REQUIREMENT:
After locating the line containing "Exercise. Identify every instance of the white cloud", transcribe that line and all following lines exactly, stopping only at the end of the records.

Dataset entries
[Start of Attachment]
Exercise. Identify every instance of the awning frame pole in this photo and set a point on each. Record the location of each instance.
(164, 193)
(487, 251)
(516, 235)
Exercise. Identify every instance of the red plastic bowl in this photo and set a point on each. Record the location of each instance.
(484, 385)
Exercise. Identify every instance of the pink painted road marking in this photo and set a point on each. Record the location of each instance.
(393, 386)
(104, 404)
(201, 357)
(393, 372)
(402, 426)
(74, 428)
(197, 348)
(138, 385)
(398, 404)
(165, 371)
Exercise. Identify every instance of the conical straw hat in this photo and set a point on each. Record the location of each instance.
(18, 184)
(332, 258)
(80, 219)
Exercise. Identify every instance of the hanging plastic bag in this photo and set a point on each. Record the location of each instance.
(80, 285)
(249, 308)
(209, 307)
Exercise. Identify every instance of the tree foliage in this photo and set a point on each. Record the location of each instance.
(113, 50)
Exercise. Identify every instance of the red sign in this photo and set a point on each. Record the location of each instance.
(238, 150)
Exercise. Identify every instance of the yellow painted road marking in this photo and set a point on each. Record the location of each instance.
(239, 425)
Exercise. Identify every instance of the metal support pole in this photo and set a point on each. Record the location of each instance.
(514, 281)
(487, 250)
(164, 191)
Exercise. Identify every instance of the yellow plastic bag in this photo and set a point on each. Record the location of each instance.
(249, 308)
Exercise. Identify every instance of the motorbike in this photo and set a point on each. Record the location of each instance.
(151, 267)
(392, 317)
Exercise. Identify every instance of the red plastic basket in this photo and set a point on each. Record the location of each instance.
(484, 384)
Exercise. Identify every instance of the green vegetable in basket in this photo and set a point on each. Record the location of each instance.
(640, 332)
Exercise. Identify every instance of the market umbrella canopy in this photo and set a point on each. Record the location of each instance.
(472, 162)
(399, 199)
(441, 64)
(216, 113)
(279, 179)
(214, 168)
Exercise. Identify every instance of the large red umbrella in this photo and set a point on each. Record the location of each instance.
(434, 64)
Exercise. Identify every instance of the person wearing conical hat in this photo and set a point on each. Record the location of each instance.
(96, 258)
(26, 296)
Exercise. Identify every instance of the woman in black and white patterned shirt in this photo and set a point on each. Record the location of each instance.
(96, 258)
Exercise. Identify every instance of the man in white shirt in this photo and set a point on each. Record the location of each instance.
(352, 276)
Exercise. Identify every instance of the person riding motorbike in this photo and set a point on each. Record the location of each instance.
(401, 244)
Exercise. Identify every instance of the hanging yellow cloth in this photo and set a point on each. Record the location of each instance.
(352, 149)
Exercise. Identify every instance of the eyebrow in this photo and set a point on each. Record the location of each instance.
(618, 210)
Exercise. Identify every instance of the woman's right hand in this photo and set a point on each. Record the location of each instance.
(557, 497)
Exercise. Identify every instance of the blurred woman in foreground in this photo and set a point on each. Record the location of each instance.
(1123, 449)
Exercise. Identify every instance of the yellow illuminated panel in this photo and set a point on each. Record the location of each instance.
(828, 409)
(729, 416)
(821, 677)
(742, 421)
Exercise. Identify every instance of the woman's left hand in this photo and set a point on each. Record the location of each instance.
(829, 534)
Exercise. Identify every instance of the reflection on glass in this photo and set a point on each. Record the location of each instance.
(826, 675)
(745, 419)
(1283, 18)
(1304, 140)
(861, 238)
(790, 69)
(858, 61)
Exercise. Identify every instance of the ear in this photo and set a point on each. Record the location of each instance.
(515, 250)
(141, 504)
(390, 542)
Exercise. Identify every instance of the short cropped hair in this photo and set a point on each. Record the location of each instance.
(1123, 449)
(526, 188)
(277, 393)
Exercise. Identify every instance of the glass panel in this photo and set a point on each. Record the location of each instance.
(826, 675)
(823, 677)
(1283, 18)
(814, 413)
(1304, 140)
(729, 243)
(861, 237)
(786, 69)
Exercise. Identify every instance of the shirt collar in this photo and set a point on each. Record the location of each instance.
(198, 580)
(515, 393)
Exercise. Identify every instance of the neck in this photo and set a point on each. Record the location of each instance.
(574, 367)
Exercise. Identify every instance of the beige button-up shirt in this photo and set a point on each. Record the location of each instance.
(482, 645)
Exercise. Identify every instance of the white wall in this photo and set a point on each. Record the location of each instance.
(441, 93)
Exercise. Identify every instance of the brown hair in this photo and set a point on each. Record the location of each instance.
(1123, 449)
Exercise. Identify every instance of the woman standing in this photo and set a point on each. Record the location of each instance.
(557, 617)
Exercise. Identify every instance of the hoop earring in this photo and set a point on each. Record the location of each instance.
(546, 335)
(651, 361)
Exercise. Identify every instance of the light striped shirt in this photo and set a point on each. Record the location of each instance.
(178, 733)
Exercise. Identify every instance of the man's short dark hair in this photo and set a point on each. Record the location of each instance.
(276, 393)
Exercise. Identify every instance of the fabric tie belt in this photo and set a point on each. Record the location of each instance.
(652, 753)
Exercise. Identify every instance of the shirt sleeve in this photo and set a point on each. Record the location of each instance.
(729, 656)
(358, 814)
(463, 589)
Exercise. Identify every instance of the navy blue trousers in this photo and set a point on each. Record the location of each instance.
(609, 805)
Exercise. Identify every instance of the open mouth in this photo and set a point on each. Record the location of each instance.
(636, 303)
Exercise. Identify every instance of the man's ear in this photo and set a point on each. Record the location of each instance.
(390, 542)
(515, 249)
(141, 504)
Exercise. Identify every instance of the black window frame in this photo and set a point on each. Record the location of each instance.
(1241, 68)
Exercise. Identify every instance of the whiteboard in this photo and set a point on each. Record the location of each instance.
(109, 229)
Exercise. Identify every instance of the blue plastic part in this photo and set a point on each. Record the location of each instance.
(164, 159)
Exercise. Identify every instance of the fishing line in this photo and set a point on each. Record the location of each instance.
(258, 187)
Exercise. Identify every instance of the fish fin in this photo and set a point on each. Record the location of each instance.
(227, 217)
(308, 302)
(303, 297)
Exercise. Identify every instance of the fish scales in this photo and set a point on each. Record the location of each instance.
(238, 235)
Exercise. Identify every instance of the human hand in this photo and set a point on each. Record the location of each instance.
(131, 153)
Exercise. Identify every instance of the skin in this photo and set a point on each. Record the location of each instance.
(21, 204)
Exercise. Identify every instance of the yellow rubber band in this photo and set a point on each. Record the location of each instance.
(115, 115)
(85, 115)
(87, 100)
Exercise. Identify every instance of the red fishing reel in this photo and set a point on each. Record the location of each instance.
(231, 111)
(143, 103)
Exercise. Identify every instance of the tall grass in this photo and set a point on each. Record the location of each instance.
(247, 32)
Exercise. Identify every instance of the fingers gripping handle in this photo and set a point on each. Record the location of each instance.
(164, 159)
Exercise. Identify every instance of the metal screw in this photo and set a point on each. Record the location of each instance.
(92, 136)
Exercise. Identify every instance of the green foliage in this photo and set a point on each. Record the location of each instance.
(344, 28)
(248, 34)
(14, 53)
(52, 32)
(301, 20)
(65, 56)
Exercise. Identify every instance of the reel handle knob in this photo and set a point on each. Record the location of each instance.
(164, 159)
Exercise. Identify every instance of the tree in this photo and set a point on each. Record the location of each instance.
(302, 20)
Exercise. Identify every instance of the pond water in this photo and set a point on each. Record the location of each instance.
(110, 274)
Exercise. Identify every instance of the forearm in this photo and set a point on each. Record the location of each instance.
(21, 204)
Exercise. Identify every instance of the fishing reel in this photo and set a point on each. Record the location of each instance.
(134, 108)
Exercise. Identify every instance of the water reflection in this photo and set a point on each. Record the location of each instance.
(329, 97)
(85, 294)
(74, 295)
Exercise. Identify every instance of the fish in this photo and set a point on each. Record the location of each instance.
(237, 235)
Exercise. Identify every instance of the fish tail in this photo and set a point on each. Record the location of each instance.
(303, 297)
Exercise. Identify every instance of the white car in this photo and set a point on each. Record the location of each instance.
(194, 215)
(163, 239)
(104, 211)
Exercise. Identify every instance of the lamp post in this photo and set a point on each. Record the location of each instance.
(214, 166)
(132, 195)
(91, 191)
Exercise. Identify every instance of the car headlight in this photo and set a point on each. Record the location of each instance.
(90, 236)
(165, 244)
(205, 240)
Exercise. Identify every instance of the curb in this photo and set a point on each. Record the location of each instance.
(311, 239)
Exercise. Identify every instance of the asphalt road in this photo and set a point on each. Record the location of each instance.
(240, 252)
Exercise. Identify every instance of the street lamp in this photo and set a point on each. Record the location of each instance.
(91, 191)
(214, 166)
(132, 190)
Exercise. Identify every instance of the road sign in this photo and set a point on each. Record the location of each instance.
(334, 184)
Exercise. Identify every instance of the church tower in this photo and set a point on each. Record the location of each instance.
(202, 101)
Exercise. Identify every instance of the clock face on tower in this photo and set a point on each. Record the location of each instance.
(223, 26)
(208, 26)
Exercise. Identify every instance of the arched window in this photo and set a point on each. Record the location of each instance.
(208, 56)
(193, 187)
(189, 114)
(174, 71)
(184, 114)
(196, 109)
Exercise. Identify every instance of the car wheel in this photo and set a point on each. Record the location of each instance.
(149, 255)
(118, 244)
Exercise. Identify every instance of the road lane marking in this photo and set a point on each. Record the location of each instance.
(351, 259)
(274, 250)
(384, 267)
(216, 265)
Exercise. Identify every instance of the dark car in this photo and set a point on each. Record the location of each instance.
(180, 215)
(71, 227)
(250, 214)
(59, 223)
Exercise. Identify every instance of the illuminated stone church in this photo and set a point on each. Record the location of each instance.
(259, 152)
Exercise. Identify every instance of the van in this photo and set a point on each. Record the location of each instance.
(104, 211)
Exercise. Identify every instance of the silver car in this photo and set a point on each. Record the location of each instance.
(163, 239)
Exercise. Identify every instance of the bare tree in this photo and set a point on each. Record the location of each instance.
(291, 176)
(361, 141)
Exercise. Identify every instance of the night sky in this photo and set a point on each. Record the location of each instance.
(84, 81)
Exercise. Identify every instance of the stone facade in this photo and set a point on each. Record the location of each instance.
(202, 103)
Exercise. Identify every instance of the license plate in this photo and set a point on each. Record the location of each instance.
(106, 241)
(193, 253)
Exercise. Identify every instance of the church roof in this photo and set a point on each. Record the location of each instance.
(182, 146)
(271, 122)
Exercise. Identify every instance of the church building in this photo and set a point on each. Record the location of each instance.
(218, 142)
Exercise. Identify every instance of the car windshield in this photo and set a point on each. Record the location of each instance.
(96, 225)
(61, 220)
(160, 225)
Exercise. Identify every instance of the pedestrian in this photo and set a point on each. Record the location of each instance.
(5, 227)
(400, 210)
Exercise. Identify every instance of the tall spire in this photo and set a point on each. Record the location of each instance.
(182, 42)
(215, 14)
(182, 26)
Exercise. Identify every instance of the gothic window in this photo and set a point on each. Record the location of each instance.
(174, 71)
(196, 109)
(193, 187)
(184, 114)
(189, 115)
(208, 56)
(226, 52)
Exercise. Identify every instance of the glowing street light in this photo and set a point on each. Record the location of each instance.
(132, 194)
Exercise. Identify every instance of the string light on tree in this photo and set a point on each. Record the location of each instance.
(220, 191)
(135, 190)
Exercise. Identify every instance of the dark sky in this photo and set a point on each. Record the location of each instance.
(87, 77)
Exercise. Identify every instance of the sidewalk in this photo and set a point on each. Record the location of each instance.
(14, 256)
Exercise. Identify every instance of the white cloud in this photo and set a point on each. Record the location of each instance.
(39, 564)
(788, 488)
[End of Attachment]
SOLUTION FOR THIS EXERCISE:
Exercise. Identify every instance of the white cloud in this photo and set a point on each. Record the location of each instance.
(39, 564)
(788, 488)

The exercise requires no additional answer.